[[ INPUT, beginning ]]

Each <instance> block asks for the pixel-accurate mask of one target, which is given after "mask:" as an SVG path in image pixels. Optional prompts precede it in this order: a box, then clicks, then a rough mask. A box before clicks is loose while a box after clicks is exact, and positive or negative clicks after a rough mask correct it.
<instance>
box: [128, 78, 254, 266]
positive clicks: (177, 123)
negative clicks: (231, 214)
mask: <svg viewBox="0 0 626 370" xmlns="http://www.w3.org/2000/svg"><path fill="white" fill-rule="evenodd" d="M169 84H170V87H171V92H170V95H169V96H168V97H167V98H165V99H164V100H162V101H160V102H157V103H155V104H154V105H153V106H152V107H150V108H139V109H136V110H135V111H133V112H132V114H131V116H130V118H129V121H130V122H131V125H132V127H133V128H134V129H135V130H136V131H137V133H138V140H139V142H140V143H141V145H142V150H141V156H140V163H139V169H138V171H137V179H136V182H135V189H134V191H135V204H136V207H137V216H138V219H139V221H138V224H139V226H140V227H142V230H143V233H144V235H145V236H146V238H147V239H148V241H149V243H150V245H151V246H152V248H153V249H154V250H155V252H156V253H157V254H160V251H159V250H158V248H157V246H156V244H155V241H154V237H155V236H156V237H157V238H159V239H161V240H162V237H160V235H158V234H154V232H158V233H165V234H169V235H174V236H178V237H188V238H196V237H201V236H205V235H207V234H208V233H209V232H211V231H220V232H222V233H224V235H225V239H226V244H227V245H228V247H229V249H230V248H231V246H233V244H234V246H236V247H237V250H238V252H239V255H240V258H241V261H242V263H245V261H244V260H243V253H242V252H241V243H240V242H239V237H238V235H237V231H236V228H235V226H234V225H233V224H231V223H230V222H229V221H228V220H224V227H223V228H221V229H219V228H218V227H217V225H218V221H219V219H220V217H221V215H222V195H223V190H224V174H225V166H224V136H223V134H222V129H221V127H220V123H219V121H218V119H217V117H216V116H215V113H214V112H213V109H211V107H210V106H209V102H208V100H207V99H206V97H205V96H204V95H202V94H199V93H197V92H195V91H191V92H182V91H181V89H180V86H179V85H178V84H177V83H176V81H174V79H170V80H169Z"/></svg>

[[ INPUT, end ]]
[[ INPUT, beginning ]]

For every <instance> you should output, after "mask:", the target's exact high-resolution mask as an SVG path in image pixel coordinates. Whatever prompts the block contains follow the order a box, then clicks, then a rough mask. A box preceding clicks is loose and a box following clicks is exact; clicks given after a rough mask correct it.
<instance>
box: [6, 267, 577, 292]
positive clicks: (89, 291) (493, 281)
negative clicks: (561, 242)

[[ INPUT, end ]]
[[ INPUT, beginning ]]

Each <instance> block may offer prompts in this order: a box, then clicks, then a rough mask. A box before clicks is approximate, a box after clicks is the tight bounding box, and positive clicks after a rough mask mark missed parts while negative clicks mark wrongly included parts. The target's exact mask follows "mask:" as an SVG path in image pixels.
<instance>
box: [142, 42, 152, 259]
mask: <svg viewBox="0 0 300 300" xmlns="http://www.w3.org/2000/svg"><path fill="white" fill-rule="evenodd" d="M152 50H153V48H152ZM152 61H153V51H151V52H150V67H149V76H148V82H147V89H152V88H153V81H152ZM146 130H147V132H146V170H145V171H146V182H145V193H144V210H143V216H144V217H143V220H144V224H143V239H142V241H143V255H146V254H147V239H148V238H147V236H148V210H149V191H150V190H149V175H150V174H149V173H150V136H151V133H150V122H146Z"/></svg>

[[ INPUT, end ]]

Copy every line from the data that includes the string "image".

Each <instance> block asks for the pixel-accurate mask of one target, which is given after "mask:" as an SVG path in image pixels. Optional prompts precede it in this order: a box, then clicks, then a rough mask. A box before clicks is loose while a box after clicks is exact, and positive or negative clicks after a rough mask correct it.
For every <instance> you should output, after "mask:", the target's exact high-resolution mask as an SVG path in image pixel coordinates. Whatever prompts the block contains follow the order a box, then clicks, then a rough mask. A box preceding clicks is loose and a box following clicks is exact; clicks given after a rough mask correct it.
Each <instance> block may offer prompts in this order: a box, then clicks, then a rough mask. A box before clicks is approximate, a box after clicks is the tight bounding box, and positive clicks after a rough mask mark missed parts while negative clicks mark wrongly included parts. The target's exact mask follows "mask:" as an SVG path in image pixels.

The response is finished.